“A solidariedade antirracista é o maior medo da supremacia branca”

Gabriela Shimabuko, militante do movimento asiático, fala sobre como o mito da minoria modelo colabora para o racismo anti-negro

Por  Ingrid Matuoka, da Carta Capital 

‘Perigo Amarelo apoia o poder negro’, diz cartaz

Dentre os diversos mitos que existem no ocidente, um deles envolve os japoneses e nipo-brasileiros, a chamada “minoria modelo”, que migrou principalmente para o Brasil e para os Estados Unidos em navios, geralmente fugindo da guerra, e que prosperou.

A história não passaria de uma generalização superficial e aparentemente inocente, não fosse um porém: ela é usada para reforçar o racismo contra negros.

Gabriela Shimabuko, militante do movimento asiático e autora do texto “Anti-negritude é global: a participação asiática no racismo anti-negro”, explica a questão e discute formas de combater esse meio de opressão.

CartaCapital: O que é uma “minoria modelo”? Quem faz parte dela?

Gabriela Shimabuko: A minoria modelo, no ocidente, é um mito dialético do Perigo Amarelo, que são os asiáticos principalmente do extremo oriente vistos como ameaça econômica por terem muita mão de obra e recursos. A minoria modelo não existe sem o mito do Perigo Amarelo, porque ela surge quando o extremo oriente é uma ameaça direta às civilizações do ocidente.

TAREFA 1 — Segundo o texto da página, para quais países os japoneses e nipo-brasileiros migraram principalmente?
TAREFA 2 — Altere o trecho do texto da página que vai de "Gabriela Shimabuko, militante do movimento asiático, fala" a "faz parte dela?", substituindo "navios" por "embarcações".
Não é preciso consultar o material para responder.

MATERIAL FORNECIDO —
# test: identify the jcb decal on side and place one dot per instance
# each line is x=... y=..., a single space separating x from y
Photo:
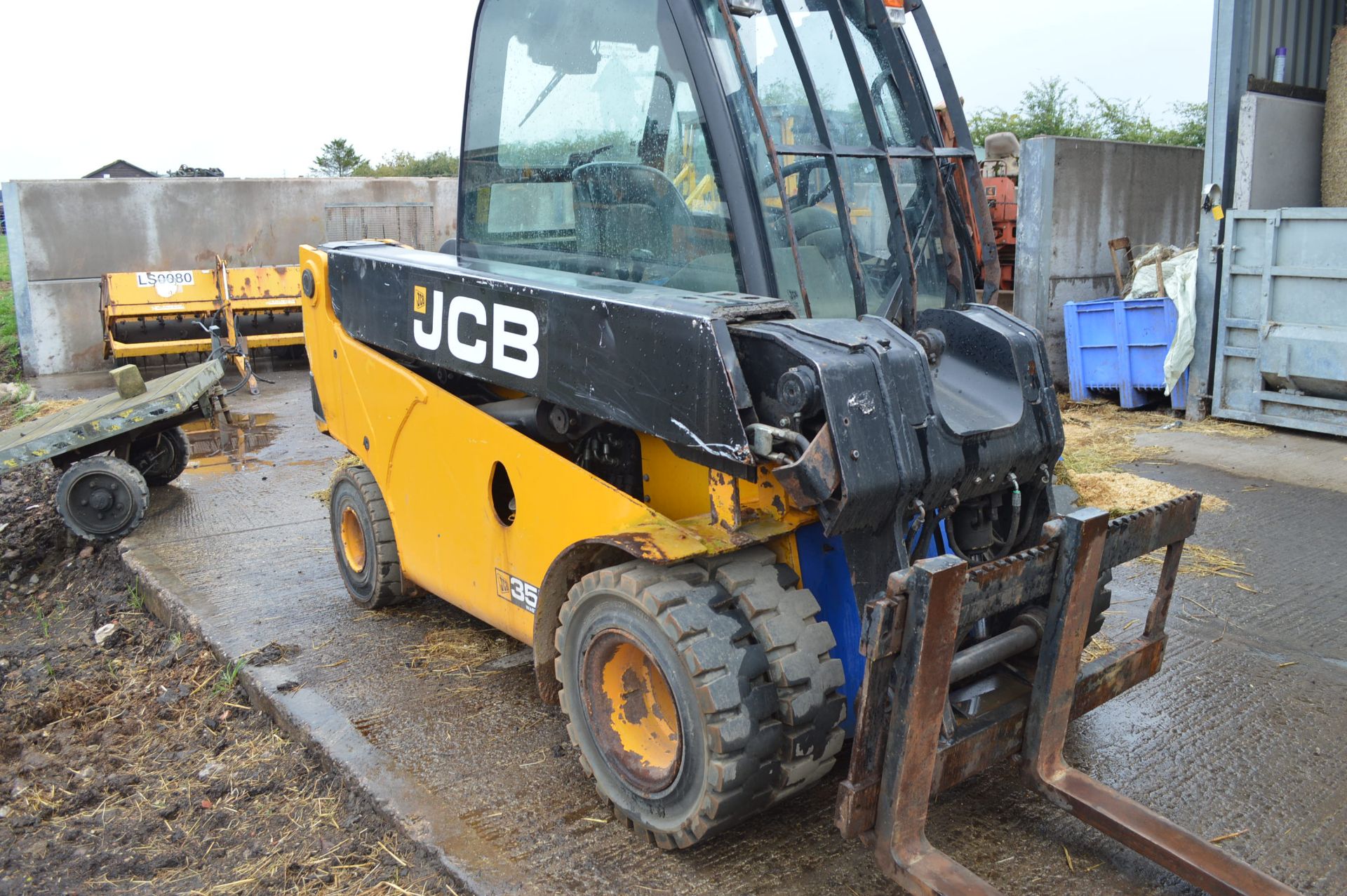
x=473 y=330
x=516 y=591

RESPOSTA ESCRITA 1 — Principalmente para o Brasil e para os Estados Unidos.

RESPOSTA ESCRITA 2 —
Gabriela Shimabuko, militante do movimento asiático, fala sobre como o mito da minoria modelo colabora para o racismo anti-negro

Por  Ingrid Matuoka, da Carta Capital 

‘Perigo Amarelo apoia o poder negro’, diz cartaz

Dentre os diversos mitos que existem no ocidente, um deles envolve os japoneses e nipo-brasileiros, a chamada “minoria modelo”, que migrou principalmente para o Brasil e para os Estados Unidos em embarcações, geralmente fugindo da guerra, e que prosperou.

A história não passaria de uma generalização superficial e aparentemente inocente, não fosse um porém: ela é usada para reforçar o racismo contra negros.

Gabriela Shimabuko, militante do movimento asiático e autora do texto “Anti-negritude é global: a participação asiática no racismo anti-negro”, explica a questão e discute formas de combater esse meio de opressão.

CartaCapital: O que é uma “minoria modelo”? Quem faz parte dela?